## Текст для чтения
Впрочем, она выражена и в более определенных формах. Например, в ток-шоу. Я не знаю ни одного, где бы не обыгрывалась эта тема. Только один сюжет.

На сцене супружеская пара средних лет. Она жалуется, что муж перестал испытывать к ней интерес в постели. Она привела его сюда для того, чтобы участники шоу помогли ей: он не хочет обращаться к сексопатологу. «Но мне не нужен сексопатолог. У меня все в полном порядке», — говорит муж. «А, так значит у тебя любовница!» — жена возмущена. «Да, — говорит ведущий, — мы должны вас огорчить. Сейчас вы увидите объект его любви». На сцену выходит молодой парень. Мужчины целуются. Жена близка к обмороку. Но это еще не все. Из-за кулис появляется красивенькая девица. Ведущий сообщает, что она жена молодого человека. «Бывшая жена», — уточняет первый муж, тот, что постарше. Девица, однако, объясняет, что они не в разводе, просто она на некоторое время от него ушла, когда узнала, что у него есть любовник-мужчина. Но потом, продолжает она, ей пришло в голову тоже завести себе подружку-любовницу. И она все поняла, простила и вернулась. Старший мужчина взбешен: так его обманывали?!

## Задание
Ответьте на вопросы по отрывку о ток-шоу.
(a) К какому специалисту муж не хочет обращаться?
(b) Кем, по словам ведущего, приходится молодому парню девица, вышедшая из-за кулис?
(c) Почему девица на время ушла от мужа?
Записи взяты из другого источника.

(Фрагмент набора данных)
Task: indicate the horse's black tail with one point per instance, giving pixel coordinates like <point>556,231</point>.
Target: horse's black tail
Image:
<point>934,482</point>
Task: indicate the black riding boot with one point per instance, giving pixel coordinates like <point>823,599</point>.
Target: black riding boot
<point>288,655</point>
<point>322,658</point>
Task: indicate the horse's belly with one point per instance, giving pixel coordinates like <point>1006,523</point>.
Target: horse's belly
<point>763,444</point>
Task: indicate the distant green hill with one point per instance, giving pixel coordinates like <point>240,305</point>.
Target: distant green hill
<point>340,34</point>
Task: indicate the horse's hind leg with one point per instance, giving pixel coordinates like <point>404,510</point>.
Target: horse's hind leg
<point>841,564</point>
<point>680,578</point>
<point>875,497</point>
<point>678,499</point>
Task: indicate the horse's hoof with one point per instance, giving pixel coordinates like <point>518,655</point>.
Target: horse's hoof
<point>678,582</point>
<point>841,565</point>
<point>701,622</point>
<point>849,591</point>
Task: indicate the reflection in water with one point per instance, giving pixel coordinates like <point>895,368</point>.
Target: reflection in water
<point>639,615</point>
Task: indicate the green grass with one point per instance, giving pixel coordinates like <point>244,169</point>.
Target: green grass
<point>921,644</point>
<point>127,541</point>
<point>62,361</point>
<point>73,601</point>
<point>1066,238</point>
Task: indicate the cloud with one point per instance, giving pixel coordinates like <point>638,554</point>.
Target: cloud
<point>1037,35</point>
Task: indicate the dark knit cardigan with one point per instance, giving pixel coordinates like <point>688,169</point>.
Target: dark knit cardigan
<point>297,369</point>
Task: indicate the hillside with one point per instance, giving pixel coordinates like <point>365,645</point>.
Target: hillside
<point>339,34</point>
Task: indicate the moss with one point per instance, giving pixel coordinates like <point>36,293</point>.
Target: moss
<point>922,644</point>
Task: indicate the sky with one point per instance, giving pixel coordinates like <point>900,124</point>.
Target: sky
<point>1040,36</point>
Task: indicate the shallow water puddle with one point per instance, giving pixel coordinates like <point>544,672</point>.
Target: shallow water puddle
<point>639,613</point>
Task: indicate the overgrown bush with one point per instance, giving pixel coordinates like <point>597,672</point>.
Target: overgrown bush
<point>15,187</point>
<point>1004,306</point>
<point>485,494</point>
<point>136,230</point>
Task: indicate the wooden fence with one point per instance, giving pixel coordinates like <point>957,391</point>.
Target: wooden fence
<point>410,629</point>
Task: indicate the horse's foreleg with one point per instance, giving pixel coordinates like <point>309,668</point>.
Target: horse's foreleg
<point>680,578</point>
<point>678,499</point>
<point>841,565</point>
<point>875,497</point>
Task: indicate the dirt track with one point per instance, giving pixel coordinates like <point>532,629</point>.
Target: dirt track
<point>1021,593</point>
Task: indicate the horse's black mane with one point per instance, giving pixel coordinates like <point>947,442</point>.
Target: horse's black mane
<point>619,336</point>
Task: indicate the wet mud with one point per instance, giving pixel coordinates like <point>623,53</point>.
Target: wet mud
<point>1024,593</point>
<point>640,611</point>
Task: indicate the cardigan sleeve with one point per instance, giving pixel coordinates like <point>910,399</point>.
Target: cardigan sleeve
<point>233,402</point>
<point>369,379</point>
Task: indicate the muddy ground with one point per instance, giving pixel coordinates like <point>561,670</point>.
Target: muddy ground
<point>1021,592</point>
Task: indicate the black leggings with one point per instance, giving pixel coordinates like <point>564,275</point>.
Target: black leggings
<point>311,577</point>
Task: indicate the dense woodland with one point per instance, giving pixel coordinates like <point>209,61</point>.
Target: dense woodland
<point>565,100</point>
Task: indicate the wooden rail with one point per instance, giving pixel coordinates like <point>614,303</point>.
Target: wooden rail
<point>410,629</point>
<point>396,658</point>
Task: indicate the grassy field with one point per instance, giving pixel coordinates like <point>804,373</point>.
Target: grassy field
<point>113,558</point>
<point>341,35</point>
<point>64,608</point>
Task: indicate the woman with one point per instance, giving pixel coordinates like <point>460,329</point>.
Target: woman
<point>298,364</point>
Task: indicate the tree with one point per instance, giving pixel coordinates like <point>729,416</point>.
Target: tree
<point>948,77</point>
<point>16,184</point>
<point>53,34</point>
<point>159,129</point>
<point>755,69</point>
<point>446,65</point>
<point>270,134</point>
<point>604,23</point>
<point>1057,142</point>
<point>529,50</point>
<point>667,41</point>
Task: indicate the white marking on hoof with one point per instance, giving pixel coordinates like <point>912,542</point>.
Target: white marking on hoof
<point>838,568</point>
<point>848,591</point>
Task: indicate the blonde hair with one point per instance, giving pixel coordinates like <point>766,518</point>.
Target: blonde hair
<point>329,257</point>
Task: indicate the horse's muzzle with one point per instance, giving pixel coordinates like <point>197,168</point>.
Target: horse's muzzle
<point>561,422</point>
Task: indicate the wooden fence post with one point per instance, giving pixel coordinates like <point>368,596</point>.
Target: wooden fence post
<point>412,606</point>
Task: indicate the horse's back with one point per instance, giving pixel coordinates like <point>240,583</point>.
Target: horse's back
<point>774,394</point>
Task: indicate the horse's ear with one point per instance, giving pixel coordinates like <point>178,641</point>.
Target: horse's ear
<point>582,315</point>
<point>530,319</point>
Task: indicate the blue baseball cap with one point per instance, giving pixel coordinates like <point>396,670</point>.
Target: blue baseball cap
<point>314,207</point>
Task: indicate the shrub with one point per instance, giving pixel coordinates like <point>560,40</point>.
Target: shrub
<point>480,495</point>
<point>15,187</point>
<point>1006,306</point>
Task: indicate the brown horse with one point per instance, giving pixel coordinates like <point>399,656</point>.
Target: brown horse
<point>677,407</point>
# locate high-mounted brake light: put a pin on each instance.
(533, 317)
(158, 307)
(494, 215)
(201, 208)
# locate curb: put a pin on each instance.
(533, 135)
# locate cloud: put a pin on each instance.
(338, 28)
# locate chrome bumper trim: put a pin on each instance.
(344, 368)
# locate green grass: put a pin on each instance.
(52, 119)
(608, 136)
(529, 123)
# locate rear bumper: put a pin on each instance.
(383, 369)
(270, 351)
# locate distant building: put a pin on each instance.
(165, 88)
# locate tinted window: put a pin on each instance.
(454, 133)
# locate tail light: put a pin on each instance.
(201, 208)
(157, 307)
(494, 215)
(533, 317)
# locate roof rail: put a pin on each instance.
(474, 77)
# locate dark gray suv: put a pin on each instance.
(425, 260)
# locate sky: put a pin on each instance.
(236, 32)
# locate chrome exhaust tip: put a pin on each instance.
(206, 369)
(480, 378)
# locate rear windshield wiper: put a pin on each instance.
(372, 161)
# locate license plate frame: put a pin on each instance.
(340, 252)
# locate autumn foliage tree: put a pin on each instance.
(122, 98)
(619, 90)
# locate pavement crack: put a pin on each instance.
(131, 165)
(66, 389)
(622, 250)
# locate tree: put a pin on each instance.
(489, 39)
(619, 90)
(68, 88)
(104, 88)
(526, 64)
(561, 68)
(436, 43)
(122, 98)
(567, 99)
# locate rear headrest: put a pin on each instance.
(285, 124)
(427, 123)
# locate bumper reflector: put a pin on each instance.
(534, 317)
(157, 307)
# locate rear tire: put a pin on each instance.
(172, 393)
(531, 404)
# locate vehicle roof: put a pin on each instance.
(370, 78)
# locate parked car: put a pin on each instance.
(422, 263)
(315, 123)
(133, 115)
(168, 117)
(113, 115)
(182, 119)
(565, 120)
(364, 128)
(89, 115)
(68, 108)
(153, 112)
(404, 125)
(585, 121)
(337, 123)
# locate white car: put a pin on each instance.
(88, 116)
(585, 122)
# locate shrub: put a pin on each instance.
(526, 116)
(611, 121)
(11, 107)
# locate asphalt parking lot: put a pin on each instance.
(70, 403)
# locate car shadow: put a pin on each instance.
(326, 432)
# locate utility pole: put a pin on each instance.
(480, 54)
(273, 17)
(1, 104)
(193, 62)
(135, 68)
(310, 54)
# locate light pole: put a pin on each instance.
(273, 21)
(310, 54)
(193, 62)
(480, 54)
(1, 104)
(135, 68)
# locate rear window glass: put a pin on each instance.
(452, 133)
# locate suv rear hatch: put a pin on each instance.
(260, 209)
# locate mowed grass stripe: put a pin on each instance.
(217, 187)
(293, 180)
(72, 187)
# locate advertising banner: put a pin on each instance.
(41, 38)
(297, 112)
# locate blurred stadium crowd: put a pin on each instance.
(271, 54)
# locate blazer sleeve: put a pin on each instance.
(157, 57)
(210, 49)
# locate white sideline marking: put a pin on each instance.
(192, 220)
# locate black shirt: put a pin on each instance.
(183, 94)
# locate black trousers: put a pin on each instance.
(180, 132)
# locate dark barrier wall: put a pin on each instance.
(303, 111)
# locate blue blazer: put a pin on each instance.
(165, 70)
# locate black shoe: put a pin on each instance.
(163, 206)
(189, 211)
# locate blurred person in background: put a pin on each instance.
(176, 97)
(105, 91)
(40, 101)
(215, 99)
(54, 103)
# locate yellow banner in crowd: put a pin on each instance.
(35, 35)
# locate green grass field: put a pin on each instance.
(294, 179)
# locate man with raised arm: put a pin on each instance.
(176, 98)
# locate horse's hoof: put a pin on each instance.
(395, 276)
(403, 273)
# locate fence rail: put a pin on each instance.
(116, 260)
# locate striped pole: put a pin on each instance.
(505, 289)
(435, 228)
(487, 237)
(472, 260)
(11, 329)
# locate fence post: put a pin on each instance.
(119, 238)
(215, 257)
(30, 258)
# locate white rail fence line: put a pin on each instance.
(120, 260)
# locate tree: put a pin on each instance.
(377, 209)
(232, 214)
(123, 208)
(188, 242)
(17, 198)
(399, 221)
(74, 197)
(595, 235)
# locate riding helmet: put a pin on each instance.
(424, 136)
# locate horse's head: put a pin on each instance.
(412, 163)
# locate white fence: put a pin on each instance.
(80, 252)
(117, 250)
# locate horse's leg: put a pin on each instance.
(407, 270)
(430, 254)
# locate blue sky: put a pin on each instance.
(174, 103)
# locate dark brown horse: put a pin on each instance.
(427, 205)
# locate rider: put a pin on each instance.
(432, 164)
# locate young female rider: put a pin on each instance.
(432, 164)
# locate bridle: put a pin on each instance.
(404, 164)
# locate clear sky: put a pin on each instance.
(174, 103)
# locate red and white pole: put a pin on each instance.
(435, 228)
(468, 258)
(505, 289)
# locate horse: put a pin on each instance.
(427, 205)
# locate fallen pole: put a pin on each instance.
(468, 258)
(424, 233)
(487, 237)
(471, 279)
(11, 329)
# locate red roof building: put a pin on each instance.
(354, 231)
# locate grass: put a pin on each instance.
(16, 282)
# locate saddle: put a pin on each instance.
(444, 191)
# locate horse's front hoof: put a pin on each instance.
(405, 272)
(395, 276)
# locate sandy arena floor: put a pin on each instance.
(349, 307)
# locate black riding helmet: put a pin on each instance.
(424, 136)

## Ответ
(a) К сексопатологу.
(b) Она его жена.
(c) Она узнала, что у него есть любовник-мужчина.